• **Problem to solve**:
Give the entries below again, word for word, and leave out the images.

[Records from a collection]
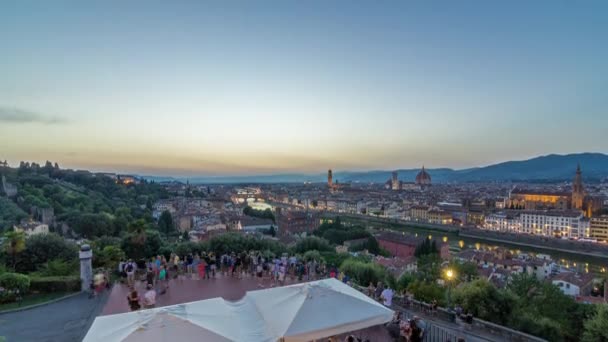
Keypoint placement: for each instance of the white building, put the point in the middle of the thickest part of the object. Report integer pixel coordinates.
(567, 224)
(503, 222)
(32, 228)
(573, 284)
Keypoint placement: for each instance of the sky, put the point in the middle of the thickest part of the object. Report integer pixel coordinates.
(260, 87)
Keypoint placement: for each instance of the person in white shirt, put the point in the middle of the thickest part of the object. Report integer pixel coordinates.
(387, 296)
(150, 297)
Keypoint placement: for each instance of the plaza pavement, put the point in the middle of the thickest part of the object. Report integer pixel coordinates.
(63, 321)
(69, 320)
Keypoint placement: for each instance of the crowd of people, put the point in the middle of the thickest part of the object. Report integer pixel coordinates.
(157, 271)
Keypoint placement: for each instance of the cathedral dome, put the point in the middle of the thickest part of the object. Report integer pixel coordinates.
(423, 178)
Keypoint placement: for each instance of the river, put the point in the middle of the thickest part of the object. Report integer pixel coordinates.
(570, 261)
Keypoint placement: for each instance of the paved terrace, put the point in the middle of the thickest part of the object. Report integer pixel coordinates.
(69, 320)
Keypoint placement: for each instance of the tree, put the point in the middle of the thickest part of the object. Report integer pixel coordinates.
(14, 245)
(110, 256)
(312, 243)
(404, 281)
(485, 301)
(312, 255)
(465, 271)
(363, 272)
(427, 291)
(596, 328)
(429, 267)
(44, 247)
(425, 248)
(137, 247)
(165, 223)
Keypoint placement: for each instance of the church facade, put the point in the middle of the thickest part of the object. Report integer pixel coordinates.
(577, 199)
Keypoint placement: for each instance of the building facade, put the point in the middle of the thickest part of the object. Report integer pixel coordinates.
(503, 222)
(566, 224)
(599, 228)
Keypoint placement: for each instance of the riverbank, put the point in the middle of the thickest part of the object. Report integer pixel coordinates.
(548, 244)
(399, 223)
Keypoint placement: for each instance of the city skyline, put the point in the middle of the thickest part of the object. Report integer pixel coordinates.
(283, 87)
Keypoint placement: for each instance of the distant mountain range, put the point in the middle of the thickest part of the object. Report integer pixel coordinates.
(551, 167)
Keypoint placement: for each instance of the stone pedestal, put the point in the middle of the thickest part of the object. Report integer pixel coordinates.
(86, 267)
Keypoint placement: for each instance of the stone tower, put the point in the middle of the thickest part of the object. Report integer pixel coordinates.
(395, 181)
(86, 268)
(578, 192)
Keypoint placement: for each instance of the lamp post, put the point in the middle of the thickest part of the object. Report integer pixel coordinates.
(449, 274)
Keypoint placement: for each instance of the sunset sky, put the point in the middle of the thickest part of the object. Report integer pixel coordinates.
(209, 88)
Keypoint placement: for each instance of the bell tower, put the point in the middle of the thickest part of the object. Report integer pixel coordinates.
(578, 192)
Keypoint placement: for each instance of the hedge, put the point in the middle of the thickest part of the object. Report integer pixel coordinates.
(10, 284)
(14, 282)
(55, 284)
(363, 273)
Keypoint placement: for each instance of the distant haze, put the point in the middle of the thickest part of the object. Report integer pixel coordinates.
(280, 87)
(544, 168)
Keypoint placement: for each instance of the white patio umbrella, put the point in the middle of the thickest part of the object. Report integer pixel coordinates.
(316, 310)
(214, 320)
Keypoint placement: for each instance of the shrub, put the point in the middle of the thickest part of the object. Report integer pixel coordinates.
(363, 273)
(58, 267)
(312, 255)
(15, 282)
(55, 284)
(41, 248)
(108, 257)
(427, 291)
(312, 243)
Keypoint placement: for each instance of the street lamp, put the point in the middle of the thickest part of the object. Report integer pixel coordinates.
(449, 274)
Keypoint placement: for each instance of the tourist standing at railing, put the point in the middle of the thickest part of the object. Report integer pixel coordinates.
(379, 289)
(371, 289)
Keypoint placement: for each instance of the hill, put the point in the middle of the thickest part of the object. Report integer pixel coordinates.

• **Reply to the task**:
Keypoint placement: for each instance of the white building, put the point in the middle of the thickest part of the object. Report integer pixel coordinates.
(567, 224)
(503, 222)
(32, 228)
(573, 284)
Keypoint placement: for each instance of the sky, put the point in the middle of the thickest part of the object. Report integer pixel coordinates.
(260, 87)
Keypoint placement: for each instance of the person in white shirt, put the point in the middle of the thickest part of the object. Report integer pixel coordinates.
(387, 296)
(150, 297)
Keypoint placement: for each instance of the plaza pavement, put the point in the middle of the thickest part of the object. Report integer pixel coordinates.
(63, 321)
(69, 320)
Keypoint placement: for each instance of the crowd of people, put the point in the middle of the thickest part of the object. Report integer pixel coordinates.
(157, 271)
Keypoint placement: for each instance of the cathedral dome, put the point in the middle of the thickest part of the object. Report integer pixel coordinates.
(423, 178)
Keypoint placement: for each instance of the river, put the point in the middle of the thickest part of the object. Report integer pixel coordinates.
(570, 261)
Keypoint placement: for each instance of the paved terrace, put the point in the middle of the thickest part of the object. Report integer pixel coordinates.
(69, 320)
Keypoint placement: for each instance of the tree, put the point in the middle of the thickest part of the object. Report integer pixel coordinates.
(14, 245)
(110, 256)
(312, 243)
(404, 281)
(485, 301)
(312, 255)
(465, 271)
(363, 272)
(427, 291)
(596, 328)
(429, 267)
(44, 247)
(425, 248)
(137, 247)
(165, 223)
Keypoint placement: for each instance of the church facade, put the point in the middle of the thickest part of the object. Report integer pixel coordinates.
(577, 199)
Keypoint placement: for each instance of the building facade, put the point in the middle of the thickest part of the object. Report integer pixel coordinates.
(503, 222)
(566, 224)
(599, 228)
Keypoint placement: for each instance of the riverbank, put the point in the middle of the thickest part of the object. Report integer pixel coordinates.
(548, 244)
(399, 223)
Keypoint placement: for each instance of the city skyline, put the point in the middle of the thickest part of the object. Report integer pixel coordinates.
(283, 87)
Keypoint placement: for each instance of the distant mountain range, put the point in the middle of the thickest part of the object. Report integer pixel coordinates.
(551, 167)
Keypoint placement: for each instance of the stone pedestal, put the point in the middle of the thickest part of the object. Report integer pixel coordinates.
(86, 267)
Keypoint placement: for each instance of the stone tower, put the point in the middle of the thickest part of the object. Report integer pixel coordinates.
(395, 181)
(86, 268)
(578, 192)
Keypoint placement: for each instance of the lamp post, put the point in the middle of the thickest part of the object. Report integer pixel coordinates.
(449, 274)
Keypoint placement: for each instance of the sunset sky, put the point in the middle of the thickest part of the object. Report integer pixel coordinates.
(209, 88)
Keypoint placement: for each instance of the bell tower, put the point in the middle of the thickest part of the object. Report integer pixel coordinates.
(578, 192)
Keypoint placement: for each instance of the hedge, put the point in the middle of the thickest part of the object. Report integer pixel coordinates.
(10, 284)
(14, 282)
(55, 284)
(363, 273)
Keypoint placement: for each instance of the distant haze, put the point in the middle of the thickest part of the object. Report integer pixel coordinates.
(280, 87)
(544, 168)
Keypoint placement: for each instance of the white patio umbrella, put the point in the middle of the thickest part of the object. Report integer pixel coordinates.
(316, 310)
(214, 320)
Keypoint placement: for each instance of the shrub, put the point in the middle of the thickest part of the object. Report integer pixel coordinates.
(363, 273)
(58, 267)
(312, 255)
(15, 282)
(55, 284)
(41, 248)
(108, 257)
(427, 291)
(312, 243)
Keypoint placement: for each instance of the street lamp, put the point in the middle of the thickest part of the object. Report integer pixel coordinates.
(449, 274)
Keypoint placement: for each instance of the tourist standing at railing, put the point in the middle of the thickest part of the object. Report integer pixel coordinates.
(379, 289)
(371, 289)
Keypoint placement: for each instance of the hill, put the point in the middle of the thickest part of the object. Report integer pixel coordinates.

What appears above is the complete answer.